▶ [EXERCISE TASK]
Return every line of the records that contains the word "flooded", matching case exactly.

start ENTRIES SUPPLIED

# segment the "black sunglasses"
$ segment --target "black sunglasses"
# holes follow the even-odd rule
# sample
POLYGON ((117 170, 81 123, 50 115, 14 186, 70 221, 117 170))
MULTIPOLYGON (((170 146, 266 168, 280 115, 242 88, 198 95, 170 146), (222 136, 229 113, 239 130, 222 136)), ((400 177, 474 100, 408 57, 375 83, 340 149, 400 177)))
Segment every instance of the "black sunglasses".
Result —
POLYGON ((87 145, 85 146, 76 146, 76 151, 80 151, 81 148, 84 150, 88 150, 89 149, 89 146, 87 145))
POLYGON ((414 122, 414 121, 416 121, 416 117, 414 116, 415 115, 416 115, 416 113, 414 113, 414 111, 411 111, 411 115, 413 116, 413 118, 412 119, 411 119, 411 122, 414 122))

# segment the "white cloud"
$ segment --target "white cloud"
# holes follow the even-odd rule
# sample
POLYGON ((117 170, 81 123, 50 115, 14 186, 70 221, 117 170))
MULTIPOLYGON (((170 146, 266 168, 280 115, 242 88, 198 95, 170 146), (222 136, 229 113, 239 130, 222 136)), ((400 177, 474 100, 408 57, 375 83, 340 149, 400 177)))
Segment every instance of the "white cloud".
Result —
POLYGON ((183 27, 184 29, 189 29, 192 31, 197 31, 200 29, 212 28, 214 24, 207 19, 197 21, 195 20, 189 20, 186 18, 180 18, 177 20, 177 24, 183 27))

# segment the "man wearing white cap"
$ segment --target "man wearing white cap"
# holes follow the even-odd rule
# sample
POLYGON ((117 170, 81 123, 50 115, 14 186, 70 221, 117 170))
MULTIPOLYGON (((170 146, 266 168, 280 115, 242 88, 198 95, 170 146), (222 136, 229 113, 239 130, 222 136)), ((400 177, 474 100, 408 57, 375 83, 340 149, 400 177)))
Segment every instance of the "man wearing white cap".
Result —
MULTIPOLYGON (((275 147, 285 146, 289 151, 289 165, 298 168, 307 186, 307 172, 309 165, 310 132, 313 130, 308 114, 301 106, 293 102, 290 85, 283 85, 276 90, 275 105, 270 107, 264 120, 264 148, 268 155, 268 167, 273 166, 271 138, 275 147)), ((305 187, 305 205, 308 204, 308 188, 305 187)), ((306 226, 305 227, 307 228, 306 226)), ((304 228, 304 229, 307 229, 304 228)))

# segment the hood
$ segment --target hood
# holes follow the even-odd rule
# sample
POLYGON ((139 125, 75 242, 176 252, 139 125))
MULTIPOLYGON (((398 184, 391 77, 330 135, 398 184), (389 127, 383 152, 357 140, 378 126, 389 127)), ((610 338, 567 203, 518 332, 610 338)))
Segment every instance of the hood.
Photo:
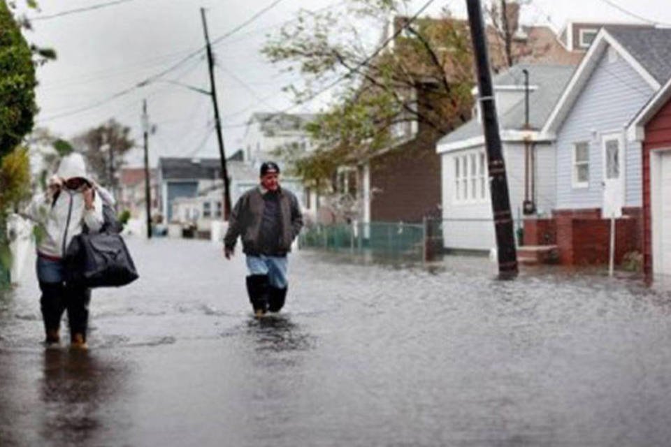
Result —
POLYGON ((58 170, 56 175, 64 180, 75 177, 82 177, 91 181, 86 173, 86 163, 84 162, 84 157, 81 154, 70 154, 61 160, 61 164, 58 166, 58 170))

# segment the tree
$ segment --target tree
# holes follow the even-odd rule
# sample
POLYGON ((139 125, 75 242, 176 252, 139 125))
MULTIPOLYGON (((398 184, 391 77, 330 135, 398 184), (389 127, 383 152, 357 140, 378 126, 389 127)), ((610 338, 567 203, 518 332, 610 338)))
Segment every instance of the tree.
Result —
POLYGON ((347 15, 303 11, 264 47, 270 61, 303 75, 301 85, 288 87, 298 103, 325 81, 343 80, 336 101, 308 125, 317 149, 285 154, 307 183, 324 184, 338 166, 389 146, 410 123, 442 135, 469 118, 473 76, 466 24, 447 10, 440 20, 408 17, 407 3, 349 0, 347 15), (394 17, 384 47, 371 55, 352 17, 394 17))
POLYGON ((36 85, 30 47, 7 4, 0 1, 0 157, 32 129, 36 85))
POLYGON ((112 119, 73 139, 73 146, 84 154, 89 170, 113 190, 116 187, 115 176, 125 164, 124 156, 135 145, 130 133, 129 127, 112 119))

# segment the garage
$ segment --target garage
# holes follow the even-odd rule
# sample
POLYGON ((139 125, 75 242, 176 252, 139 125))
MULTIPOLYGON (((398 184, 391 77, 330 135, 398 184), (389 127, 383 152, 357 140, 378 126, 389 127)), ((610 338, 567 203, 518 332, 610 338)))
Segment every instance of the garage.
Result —
POLYGON ((653 270, 656 274, 671 275, 671 152, 661 152, 655 158, 658 161, 656 170, 659 179, 653 203, 653 240, 656 242, 652 253, 653 270), (658 219, 655 219, 657 210, 658 219))
MULTIPOLYGON (((627 129, 631 150, 643 155, 643 271, 671 276, 671 79, 627 129)), ((635 153, 632 153, 635 156, 635 153)))

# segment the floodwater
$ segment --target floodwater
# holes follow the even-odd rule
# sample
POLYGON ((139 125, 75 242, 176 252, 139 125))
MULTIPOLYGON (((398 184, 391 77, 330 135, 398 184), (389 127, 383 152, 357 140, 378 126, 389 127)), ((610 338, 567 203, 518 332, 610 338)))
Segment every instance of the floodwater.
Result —
MULTIPOLYGON (((45 350, 34 274, 0 298, 0 446, 663 446, 671 293, 488 260, 290 261, 252 317, 238 254, 130 240, 87 352, 45 350)), ((67 330, 64 328, 64 335, 67 330)))

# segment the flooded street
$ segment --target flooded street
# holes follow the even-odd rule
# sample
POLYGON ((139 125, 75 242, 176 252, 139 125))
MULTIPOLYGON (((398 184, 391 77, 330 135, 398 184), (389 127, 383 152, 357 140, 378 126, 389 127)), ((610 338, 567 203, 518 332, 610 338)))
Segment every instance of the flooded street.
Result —
POLYGON ((553 270, 500 282, 478 258, 401 268, 300 251, 285 311, 256 321, 240 253, 129 242, 140 279, 94 292, 87 352, 41 346, 32 271, 0 300, 0 445, 671 439, 668 291, 553 270))

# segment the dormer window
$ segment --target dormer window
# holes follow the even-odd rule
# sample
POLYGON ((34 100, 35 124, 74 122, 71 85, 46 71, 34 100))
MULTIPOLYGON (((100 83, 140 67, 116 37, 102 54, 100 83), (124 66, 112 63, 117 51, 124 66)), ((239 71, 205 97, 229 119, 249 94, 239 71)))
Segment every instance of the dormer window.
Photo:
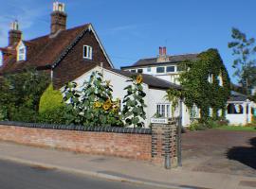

end ENTRIES SUPPLIED

▶ [ANSWER TO THIS EXERCISE]
# segment the flooded street
$ segment --target flooded street
Segment every instance of the flooded street.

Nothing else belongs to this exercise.